PROBLEM. Repeat the entries word for word, from the start of the entries through the line that contains "x=74, y=225", including that line.

Excerpts from a pointing dataset:
-- begin --
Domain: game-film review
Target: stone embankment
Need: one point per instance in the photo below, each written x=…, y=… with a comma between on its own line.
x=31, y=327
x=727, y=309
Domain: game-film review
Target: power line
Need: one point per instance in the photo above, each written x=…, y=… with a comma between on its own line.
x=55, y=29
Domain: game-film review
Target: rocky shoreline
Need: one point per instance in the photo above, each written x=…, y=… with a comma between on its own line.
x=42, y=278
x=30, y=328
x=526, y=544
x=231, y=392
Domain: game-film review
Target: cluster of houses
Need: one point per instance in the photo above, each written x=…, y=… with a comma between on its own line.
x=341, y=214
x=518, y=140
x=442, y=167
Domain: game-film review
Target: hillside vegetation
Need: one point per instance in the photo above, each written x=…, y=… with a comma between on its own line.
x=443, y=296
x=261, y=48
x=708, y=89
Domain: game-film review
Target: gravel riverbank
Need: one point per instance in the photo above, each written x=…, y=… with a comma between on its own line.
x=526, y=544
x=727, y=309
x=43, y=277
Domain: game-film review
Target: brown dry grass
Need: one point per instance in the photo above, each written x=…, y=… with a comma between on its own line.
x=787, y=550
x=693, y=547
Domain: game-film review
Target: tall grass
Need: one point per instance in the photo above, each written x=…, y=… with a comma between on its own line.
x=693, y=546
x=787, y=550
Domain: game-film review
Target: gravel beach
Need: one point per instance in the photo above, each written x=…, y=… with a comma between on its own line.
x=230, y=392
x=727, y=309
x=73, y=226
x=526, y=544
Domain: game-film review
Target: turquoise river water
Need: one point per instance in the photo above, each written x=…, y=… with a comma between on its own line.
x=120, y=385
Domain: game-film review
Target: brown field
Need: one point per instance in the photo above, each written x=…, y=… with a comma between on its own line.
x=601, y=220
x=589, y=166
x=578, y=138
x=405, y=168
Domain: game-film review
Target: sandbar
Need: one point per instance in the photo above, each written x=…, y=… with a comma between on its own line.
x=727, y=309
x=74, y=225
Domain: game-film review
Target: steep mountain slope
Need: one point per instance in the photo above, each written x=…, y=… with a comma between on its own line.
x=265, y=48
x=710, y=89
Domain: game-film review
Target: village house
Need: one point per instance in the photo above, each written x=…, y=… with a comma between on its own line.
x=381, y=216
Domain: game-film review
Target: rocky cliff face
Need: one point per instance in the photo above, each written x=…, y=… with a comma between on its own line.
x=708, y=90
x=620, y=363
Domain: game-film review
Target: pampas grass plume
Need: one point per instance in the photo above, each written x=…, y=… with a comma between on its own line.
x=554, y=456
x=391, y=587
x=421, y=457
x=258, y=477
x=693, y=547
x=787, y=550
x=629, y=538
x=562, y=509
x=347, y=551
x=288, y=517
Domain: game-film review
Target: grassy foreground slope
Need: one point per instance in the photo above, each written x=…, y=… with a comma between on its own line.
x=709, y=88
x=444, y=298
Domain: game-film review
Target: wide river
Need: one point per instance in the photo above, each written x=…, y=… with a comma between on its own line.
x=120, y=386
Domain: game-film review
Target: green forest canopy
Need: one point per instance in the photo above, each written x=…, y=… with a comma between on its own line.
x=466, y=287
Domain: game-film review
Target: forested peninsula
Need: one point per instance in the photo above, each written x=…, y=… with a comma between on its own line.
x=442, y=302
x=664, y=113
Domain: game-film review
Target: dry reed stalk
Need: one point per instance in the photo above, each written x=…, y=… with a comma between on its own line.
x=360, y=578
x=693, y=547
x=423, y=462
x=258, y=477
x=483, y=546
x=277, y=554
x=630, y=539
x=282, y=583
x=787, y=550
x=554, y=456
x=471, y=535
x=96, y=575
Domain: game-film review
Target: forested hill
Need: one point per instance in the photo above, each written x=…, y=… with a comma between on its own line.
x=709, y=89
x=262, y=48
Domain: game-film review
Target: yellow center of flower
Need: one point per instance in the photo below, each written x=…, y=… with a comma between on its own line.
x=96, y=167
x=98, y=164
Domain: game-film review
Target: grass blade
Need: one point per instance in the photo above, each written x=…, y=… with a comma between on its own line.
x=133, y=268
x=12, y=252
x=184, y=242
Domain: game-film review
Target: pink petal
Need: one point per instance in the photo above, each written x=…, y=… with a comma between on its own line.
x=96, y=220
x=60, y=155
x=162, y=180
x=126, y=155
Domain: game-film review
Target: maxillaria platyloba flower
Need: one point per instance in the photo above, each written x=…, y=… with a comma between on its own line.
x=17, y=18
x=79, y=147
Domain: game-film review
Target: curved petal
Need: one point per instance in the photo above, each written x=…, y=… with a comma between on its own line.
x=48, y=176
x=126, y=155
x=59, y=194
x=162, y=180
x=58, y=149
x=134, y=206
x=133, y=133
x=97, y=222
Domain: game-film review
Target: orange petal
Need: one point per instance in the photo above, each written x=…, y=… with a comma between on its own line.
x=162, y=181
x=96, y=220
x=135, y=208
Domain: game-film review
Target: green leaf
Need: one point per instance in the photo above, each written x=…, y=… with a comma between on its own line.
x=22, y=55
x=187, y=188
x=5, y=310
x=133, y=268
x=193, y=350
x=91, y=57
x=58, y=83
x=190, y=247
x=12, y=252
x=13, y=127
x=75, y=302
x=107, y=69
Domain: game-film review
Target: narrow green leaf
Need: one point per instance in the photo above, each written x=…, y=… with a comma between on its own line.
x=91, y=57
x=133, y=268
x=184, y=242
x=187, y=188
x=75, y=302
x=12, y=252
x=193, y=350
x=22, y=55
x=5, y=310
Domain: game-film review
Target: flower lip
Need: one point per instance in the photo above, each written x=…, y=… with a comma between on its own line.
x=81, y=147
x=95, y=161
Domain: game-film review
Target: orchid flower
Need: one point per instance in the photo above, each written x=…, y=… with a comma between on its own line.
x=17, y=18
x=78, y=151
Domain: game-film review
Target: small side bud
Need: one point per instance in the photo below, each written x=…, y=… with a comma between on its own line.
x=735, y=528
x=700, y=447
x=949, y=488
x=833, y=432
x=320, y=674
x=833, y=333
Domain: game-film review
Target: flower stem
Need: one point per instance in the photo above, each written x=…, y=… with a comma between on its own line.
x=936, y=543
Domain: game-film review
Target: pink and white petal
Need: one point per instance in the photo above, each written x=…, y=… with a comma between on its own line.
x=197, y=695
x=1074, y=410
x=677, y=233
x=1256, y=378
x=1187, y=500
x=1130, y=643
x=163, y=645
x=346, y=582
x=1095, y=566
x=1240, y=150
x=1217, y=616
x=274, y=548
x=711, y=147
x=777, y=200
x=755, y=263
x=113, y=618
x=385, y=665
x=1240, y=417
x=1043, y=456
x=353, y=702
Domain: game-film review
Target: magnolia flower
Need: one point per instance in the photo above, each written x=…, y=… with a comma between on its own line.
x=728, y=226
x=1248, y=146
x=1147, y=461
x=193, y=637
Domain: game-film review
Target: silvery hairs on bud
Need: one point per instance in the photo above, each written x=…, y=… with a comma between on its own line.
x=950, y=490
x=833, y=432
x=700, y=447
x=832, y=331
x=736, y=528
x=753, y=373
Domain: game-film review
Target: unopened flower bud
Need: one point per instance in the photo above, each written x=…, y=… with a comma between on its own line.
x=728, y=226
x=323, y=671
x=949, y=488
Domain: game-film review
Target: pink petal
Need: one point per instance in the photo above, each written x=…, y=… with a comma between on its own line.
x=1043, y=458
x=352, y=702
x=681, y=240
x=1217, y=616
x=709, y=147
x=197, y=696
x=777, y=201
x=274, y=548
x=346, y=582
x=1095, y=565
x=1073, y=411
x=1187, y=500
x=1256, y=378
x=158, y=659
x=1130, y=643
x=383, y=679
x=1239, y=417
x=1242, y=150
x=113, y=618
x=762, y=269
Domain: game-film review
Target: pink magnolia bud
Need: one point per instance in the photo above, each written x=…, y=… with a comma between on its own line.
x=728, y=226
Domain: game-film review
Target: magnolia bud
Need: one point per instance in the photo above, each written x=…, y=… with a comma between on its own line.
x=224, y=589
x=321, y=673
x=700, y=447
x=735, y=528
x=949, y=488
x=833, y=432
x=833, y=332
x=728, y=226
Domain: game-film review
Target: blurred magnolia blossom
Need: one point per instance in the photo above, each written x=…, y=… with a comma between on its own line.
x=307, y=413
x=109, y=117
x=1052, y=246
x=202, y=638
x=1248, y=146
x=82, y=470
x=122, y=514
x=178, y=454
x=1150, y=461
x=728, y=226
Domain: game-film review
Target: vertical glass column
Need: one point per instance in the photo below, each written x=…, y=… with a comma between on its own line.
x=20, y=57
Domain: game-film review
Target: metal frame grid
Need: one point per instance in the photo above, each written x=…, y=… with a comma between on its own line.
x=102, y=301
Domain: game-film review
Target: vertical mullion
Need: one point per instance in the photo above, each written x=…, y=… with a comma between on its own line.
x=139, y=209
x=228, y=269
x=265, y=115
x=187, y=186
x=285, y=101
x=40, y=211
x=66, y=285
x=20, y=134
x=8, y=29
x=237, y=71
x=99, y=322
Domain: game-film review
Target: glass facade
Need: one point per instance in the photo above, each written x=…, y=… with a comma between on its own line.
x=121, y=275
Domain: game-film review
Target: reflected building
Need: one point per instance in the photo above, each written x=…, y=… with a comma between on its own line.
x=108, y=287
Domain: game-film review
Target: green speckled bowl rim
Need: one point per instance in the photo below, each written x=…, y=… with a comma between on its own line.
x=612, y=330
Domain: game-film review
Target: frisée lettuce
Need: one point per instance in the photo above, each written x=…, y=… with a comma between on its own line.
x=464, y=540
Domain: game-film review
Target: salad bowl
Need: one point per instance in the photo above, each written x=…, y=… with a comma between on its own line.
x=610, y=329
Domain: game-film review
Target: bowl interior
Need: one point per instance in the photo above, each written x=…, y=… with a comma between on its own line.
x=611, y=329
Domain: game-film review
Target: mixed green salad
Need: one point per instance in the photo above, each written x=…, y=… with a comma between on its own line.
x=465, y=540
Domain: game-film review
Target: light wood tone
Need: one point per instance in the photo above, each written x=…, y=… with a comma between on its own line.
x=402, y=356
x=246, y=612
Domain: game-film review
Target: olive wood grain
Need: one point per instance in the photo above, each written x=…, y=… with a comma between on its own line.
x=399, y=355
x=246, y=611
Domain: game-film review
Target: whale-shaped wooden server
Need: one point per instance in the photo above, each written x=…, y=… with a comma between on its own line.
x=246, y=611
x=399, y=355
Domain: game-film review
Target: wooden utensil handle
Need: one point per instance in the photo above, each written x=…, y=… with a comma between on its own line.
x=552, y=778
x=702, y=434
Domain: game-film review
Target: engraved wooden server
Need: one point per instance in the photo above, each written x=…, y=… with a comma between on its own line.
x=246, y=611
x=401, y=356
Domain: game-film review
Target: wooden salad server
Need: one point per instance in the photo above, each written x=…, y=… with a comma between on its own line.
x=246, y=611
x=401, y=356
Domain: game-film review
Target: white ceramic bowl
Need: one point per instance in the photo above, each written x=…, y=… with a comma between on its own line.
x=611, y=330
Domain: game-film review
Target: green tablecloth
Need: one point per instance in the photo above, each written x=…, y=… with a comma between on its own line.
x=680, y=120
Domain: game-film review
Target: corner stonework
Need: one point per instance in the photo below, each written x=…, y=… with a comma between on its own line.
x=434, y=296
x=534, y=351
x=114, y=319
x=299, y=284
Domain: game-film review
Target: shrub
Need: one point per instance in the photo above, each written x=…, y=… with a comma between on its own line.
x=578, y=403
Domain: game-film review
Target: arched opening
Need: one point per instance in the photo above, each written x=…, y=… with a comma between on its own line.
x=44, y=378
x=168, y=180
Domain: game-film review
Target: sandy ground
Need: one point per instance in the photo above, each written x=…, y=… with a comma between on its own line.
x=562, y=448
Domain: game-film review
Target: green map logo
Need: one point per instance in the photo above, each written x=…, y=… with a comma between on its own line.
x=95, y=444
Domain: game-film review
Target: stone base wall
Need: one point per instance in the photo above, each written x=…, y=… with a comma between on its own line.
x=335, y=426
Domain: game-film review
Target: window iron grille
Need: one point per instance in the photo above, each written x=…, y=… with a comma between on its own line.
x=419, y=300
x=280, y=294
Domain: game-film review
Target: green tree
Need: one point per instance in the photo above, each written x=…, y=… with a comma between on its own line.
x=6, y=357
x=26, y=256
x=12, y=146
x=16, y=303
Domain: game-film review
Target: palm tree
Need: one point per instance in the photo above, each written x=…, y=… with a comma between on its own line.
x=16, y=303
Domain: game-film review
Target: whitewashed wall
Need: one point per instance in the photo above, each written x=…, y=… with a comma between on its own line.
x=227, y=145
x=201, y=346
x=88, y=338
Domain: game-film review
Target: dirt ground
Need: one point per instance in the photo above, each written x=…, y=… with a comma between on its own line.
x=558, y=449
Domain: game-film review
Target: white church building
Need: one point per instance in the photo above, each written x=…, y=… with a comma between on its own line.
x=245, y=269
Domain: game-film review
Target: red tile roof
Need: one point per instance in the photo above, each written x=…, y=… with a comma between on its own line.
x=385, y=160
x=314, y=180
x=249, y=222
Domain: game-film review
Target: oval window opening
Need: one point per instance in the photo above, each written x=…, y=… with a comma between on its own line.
-- end --
EXERCISE OUTPUT.
Domain: game-film review
Target: stone embankment
Need: one point per instance in the photo below, each written x=…, y=… with a comma between on its own line.
x=31, y=327
x=727, y=309
Domain: game-film review
Target: power line
Need: one point per instance in the photo above, each written x=…, y=… with a comma between on its own line.
x=55, y=29
Domain: game-film review
Target: rocky shoreline
Need: one point per instance in the photo above, each written x=…, y=… with a comma between on its own line.
x=42, y=278
x=30, y=328
x=526, y=544
x=231, y=392
Domain: game-film review
Target: cluster of houses
Need: one point per instance in the photo above, each written x=…, y=… with a comma between on its own line.
x=341, y=214
x=518, y=140
x=442, y=167
Domain: game-film review
Target: hillside vegetation
Need: one point per instance in the photo above, each written x=…, y=… with a comma between on its own line.
x=443, y=296
x=261, y=48
x=708, y=89
Domain: game-film review
Target: gravel riverbank
Need: one point per instance in the photo above, each written x=…, y=… with a comma between on its own line.
x=526, y=544
x=727, y=309
x=43, y=277
Domain: game-film review
Target: brown dry grass
Need: one point per instance in the photo above, each written x=…, y=… with a comma between on its own line.
x=787, y=550
x=693, y=547
Domain: game-film review
Target: tall grass
Need: one point per instance in the photo above, each written x=…, y=… with a comma between on its own line.
x=693, y=546
x=787, y=550
Domain: game-film review
Target: gravel beach
Need: one point per instance in the photo above, each written x=…, y=… with a comma between on its own line.
x=230, y=392
x=727, y=309
x=73, y=226
x=526, y=544
Domain: game-film review
Target: turquoise river water
Need: one point per instance in the photo above, each written x=…, y=… with a comma between on its own line.
x=120, y=385
Domain: game-film review
Target: brown field
Need: one point per instance in the photo above, each written x=…, y=… with a comma between on its own line.
x=601, y=220
x=589, y=166
x=578, y=138
x=405, y=168
Domain: game-film review
Target: sandbar
Need: one point per instance in the photo above, each written x=…, y=… with a comma between on its own line.
x=727, y=309
x=74, y=225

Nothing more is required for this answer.